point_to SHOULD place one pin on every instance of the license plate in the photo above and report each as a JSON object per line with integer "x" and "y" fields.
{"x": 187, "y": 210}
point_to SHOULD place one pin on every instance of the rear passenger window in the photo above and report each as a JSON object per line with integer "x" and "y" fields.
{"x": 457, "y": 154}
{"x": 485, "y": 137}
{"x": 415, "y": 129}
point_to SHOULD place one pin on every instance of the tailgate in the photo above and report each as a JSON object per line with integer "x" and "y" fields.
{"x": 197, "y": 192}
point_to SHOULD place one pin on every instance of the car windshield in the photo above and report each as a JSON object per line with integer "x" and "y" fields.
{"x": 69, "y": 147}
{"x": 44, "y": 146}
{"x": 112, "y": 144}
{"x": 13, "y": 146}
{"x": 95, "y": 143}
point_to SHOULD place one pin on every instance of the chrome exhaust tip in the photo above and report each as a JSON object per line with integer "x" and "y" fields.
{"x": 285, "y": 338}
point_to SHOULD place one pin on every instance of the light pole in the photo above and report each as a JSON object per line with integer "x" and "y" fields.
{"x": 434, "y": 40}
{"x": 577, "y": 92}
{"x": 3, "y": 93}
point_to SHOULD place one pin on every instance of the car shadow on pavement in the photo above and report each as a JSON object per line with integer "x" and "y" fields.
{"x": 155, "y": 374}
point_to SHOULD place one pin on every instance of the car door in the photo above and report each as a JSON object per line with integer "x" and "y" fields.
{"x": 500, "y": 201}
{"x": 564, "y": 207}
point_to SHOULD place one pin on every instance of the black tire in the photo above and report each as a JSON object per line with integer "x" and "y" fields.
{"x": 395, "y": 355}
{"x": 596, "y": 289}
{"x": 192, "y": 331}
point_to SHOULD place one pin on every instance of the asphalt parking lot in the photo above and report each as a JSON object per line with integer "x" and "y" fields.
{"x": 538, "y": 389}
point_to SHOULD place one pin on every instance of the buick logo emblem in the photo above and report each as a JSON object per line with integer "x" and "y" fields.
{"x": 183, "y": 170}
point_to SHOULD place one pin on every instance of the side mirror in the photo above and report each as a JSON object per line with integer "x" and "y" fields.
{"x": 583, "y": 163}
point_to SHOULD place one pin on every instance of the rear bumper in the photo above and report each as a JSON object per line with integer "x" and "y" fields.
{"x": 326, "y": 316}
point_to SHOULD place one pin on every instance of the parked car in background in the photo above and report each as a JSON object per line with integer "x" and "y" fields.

GIVEN TASK: Each line above must be printed exactly as it appears.

SOLUTION FOR THIS PROBLEM:
point_to SHOULD place one pin on every instance of the license plate in the photo above and report each as a JSON object per line with integer "x" and "y" fields.
{"x": 187, "y": 210}
point_to SHOULD place one pin on every instance of the rear passenger window in the photo above and report each as a JSON object per line with integer "x" and "y" fields.
{"x": 457, "y": 154}
{"x": 485, "y": 137}
{"x": 415, "y": 129}
point_to SHOULD place one pin on every instance of the tailgate in the photo above and report each as a JSON object per line with integer "x" and "y" fields.
{"x": 197, "y": 192}
point_to SHOULD place one pin on every instance of the car windshield in the photo above and report each as a JSON object per line with integer "x" and "y" fields.
{"x": 69, "y": 147}
{"x": 44, "y": 146}
{"x": 112, "y": 144}
{"x": 13, "y": 146}
{"x": 95, "y": 143}
point_to SHOULD place one pin on every instance of the chrome exhaust tip in the photo above and report each as a JSON object per line with integer "x" and "y" fields.
{"x": 285, "y": 338}
point_to SHOULD place one pin on every instance of the light pole in the photo above and report each as a JSON object per line with integer "x" and "y" fields.
{"x": 434, "y": 40}
{"x": 577, "y": 92}
{"x": 3, "y": 93}
point_to SHOULD place one pin on every instance of the car shadow on pavement in the photo above and report each as a JSON object per line with integer "x" and "y" fields.
{"x": 155, "y": 374}
point_to SHOULD place one pin on every instance of the car door in the photo above and report each as a JSON object per line with integer "x" and "y" fields.
{"x": 500, "y": 201}
{"x": 564, "y": 207}
point_to SHOULD place one pin on every instance of the black tire in the photo above and report each as a JSON object per line with integer "x" and "y" fields.
{"x": 395, "y": 355}
{"x": 596, "y": 289}
{"x": 192, "y": 331}
point_to SHOULD place one pin on every instance of the asphalt parking lot in the photo above and report each as a JSON object per line with integer "x" and "y" fields.
{"x": 538, "y": 389}
point_to SHOULD place one pin on every instance of the buick logo emblem in the photo above and report each as a JSON object per line with integer "x" and "y" fields.
{"x": 183, "y": 170}
point_to SHOULD place one pin on every instance of the side mirror in the photo above and report each as a JSON object per line with integer "x" and "y" fields.
{"x": 583, "y": 163}
point_to SHOULD place one pin on every instance of the rear bumper in the photo above and report each as a JSON object per line with integer "x" and "y" fields.
{"x": 326, "y": 316}
point_to SHOULD place one pin on every instance of the parked car in background in the photo above and report each as a JSON object per line with integer "x" and "y" fields.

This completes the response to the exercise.